Task item -> Please restate word for word the line holding "Query: gray upholstered headboard" and every following line through the end of the entries.

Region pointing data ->
● ● ● ●

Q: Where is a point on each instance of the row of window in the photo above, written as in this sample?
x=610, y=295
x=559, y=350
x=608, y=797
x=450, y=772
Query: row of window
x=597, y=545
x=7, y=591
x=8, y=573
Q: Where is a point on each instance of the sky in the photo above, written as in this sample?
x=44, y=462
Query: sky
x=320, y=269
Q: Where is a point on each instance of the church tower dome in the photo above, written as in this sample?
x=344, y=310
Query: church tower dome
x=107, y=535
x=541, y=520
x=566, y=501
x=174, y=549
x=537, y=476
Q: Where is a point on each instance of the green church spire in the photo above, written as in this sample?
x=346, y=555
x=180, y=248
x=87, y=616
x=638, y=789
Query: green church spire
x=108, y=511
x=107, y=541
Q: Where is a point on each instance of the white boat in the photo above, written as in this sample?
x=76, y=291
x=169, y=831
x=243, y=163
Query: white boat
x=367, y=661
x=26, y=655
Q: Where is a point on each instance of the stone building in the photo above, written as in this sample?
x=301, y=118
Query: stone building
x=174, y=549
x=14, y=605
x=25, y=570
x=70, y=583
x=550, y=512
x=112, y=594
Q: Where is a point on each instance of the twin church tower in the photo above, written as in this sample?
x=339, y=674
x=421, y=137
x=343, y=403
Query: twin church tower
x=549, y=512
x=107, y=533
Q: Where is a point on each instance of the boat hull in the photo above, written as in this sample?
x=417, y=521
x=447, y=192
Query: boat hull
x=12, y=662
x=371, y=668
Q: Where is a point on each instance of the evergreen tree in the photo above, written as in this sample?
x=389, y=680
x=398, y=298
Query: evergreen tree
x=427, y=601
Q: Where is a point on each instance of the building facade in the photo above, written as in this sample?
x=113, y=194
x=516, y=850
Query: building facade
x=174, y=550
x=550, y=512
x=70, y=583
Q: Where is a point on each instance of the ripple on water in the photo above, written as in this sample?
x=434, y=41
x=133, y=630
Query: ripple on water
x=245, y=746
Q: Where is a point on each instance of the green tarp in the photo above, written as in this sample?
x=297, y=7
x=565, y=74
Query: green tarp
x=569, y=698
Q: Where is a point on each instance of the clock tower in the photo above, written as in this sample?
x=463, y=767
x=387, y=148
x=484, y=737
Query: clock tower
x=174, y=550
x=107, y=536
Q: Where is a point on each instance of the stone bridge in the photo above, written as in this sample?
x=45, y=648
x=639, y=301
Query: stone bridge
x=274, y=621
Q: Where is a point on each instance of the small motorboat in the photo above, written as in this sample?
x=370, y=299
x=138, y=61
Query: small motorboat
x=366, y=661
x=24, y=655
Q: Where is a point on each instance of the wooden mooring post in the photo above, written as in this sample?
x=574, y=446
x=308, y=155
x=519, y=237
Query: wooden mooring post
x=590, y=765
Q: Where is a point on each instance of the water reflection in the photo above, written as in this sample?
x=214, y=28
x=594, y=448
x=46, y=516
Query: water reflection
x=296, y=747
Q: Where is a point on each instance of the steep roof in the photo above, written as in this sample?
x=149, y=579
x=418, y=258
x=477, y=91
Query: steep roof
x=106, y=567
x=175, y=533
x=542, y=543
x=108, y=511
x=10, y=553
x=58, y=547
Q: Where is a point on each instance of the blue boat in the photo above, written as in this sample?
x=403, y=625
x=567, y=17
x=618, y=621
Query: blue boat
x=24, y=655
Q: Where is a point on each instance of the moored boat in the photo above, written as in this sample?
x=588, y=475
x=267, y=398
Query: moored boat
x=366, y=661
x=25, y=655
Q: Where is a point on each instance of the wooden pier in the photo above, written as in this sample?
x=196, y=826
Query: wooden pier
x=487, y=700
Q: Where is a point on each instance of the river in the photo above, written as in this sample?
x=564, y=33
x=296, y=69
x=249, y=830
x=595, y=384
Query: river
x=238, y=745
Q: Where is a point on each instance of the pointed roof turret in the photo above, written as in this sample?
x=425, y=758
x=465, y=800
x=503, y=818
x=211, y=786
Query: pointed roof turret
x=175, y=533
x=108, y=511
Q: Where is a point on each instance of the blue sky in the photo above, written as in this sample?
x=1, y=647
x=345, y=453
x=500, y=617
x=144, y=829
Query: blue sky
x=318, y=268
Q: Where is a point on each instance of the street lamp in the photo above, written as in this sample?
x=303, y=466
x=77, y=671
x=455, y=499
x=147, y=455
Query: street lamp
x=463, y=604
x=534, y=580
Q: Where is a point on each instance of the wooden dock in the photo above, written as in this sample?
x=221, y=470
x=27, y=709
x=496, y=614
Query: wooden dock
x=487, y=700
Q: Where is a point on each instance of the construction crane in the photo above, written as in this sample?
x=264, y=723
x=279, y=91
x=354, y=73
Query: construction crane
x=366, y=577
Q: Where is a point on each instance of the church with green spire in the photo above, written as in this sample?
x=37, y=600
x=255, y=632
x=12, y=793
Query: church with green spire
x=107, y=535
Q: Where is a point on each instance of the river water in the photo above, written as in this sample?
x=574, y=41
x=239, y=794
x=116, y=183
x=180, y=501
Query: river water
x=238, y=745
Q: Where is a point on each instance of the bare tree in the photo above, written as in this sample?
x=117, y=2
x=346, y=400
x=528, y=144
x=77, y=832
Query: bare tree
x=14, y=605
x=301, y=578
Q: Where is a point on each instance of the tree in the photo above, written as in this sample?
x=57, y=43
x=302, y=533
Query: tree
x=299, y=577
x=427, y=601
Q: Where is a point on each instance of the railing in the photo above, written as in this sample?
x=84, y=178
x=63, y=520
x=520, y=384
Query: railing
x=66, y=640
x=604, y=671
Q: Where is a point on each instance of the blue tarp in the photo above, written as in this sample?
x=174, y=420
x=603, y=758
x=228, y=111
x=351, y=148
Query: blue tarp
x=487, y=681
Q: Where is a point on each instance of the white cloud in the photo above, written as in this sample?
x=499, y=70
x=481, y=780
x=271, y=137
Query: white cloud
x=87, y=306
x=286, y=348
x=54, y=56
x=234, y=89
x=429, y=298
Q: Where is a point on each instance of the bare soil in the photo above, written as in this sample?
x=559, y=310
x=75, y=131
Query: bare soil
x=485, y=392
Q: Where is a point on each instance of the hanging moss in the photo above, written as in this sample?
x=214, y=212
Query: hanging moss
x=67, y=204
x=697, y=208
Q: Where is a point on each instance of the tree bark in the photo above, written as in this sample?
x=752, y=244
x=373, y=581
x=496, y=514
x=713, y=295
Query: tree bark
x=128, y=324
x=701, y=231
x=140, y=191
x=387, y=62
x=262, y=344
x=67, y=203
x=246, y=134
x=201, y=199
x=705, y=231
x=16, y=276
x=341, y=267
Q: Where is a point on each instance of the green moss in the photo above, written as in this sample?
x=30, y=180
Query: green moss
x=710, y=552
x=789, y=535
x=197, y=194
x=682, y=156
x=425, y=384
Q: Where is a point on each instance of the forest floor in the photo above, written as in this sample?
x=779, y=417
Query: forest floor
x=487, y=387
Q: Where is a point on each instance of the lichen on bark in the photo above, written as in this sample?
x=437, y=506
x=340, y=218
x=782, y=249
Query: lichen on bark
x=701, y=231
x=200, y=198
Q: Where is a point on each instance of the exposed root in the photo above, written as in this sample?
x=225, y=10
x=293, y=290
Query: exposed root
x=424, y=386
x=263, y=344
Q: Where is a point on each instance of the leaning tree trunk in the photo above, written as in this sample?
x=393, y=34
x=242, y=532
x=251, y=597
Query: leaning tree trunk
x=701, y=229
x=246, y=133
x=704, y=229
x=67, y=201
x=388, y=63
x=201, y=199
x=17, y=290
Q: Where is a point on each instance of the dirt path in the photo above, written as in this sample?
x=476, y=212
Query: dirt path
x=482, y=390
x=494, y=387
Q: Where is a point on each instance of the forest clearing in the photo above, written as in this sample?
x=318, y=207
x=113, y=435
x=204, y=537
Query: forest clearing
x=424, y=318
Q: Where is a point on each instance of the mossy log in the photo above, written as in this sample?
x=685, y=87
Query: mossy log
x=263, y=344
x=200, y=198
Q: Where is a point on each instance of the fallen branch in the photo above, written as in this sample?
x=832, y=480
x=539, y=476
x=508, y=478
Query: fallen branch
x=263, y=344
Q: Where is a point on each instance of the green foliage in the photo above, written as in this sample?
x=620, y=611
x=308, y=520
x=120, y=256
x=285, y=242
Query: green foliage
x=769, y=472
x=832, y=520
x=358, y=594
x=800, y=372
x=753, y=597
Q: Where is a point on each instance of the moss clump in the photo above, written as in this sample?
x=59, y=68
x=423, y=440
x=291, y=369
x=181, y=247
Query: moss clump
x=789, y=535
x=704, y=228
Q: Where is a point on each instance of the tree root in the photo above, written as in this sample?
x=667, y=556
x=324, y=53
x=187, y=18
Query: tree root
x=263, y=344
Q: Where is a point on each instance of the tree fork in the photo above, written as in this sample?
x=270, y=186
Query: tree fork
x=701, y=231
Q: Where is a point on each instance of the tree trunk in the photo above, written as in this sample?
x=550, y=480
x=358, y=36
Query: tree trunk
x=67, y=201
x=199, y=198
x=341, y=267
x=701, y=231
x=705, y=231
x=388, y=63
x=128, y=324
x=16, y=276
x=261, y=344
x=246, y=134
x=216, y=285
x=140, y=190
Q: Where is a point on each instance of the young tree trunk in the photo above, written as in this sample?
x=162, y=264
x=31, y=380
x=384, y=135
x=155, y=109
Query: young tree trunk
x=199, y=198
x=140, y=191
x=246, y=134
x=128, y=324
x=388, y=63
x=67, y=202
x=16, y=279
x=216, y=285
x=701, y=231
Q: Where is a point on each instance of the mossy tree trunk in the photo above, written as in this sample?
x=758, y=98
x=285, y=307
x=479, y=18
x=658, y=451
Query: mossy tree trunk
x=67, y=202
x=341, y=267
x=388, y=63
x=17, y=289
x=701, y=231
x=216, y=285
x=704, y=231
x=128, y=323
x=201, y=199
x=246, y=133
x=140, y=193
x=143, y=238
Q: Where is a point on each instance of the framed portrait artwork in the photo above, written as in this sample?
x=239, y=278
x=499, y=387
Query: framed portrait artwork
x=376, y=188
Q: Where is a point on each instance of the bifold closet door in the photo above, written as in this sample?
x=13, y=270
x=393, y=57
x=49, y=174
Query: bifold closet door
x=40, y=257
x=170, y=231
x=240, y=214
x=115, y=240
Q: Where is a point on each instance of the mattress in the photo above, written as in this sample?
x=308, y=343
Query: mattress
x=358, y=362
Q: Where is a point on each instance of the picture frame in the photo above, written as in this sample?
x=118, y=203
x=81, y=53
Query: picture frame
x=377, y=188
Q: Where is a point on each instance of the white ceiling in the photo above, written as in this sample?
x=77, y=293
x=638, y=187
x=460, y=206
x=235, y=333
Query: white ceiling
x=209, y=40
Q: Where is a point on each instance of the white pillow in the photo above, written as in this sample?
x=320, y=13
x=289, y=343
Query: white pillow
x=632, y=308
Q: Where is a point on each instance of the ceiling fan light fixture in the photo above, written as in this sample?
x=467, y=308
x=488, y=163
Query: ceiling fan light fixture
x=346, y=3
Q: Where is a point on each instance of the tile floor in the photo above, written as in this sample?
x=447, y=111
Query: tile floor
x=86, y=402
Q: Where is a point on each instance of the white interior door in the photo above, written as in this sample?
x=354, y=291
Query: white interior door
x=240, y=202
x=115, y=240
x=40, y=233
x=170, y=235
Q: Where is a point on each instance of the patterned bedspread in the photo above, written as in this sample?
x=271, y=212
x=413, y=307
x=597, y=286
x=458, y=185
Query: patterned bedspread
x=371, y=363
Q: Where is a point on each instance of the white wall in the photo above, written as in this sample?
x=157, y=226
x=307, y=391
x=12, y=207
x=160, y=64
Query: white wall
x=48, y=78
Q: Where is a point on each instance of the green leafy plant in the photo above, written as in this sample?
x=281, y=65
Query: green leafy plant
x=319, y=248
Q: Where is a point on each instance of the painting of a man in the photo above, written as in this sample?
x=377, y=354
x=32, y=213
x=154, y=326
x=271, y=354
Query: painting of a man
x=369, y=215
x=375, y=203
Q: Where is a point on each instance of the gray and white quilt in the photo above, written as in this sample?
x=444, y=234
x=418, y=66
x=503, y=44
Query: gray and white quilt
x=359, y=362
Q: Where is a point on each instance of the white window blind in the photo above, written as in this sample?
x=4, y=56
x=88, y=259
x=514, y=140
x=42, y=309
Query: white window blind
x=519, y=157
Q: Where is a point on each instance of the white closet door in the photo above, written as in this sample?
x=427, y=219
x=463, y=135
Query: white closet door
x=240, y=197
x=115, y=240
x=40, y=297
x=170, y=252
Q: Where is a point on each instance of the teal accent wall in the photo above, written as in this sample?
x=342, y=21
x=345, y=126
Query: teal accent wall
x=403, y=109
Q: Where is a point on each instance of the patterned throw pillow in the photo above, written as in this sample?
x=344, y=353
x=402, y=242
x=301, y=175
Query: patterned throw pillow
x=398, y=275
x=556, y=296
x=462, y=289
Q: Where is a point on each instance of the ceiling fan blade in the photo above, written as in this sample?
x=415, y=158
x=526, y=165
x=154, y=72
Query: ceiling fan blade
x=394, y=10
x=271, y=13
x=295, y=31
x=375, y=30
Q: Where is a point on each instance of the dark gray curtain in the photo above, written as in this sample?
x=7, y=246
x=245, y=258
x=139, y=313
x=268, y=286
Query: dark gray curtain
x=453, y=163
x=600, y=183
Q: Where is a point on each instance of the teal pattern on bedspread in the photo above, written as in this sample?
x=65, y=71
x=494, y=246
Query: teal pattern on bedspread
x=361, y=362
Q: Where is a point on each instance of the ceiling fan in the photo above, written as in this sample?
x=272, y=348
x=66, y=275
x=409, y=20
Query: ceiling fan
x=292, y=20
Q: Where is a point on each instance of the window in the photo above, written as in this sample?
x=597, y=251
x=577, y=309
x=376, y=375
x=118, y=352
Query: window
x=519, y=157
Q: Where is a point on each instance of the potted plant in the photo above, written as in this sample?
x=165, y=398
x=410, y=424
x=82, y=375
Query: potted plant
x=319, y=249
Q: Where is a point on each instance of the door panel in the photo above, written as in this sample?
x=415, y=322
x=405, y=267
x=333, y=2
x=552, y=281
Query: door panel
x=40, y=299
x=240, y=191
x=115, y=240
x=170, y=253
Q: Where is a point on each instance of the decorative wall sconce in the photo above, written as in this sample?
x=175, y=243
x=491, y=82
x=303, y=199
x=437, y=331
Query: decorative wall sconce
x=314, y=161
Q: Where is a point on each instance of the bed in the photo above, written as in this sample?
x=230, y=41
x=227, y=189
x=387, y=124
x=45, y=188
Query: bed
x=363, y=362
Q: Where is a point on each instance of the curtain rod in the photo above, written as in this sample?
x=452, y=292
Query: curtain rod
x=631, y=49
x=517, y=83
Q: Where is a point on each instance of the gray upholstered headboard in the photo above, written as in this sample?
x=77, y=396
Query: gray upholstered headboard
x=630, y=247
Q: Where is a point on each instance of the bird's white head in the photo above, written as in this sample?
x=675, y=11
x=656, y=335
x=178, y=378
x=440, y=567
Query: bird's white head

● ● ● ●

Completed task ->
Query: gray upholstered headboard
x=630, y=247
Q: Where is a point on each instance of the bird's white head in the photo above, written as in this sample?
x=675, y=11
x=656, y=335
x=178, y=378
x=440, y=567
Query: bird's white head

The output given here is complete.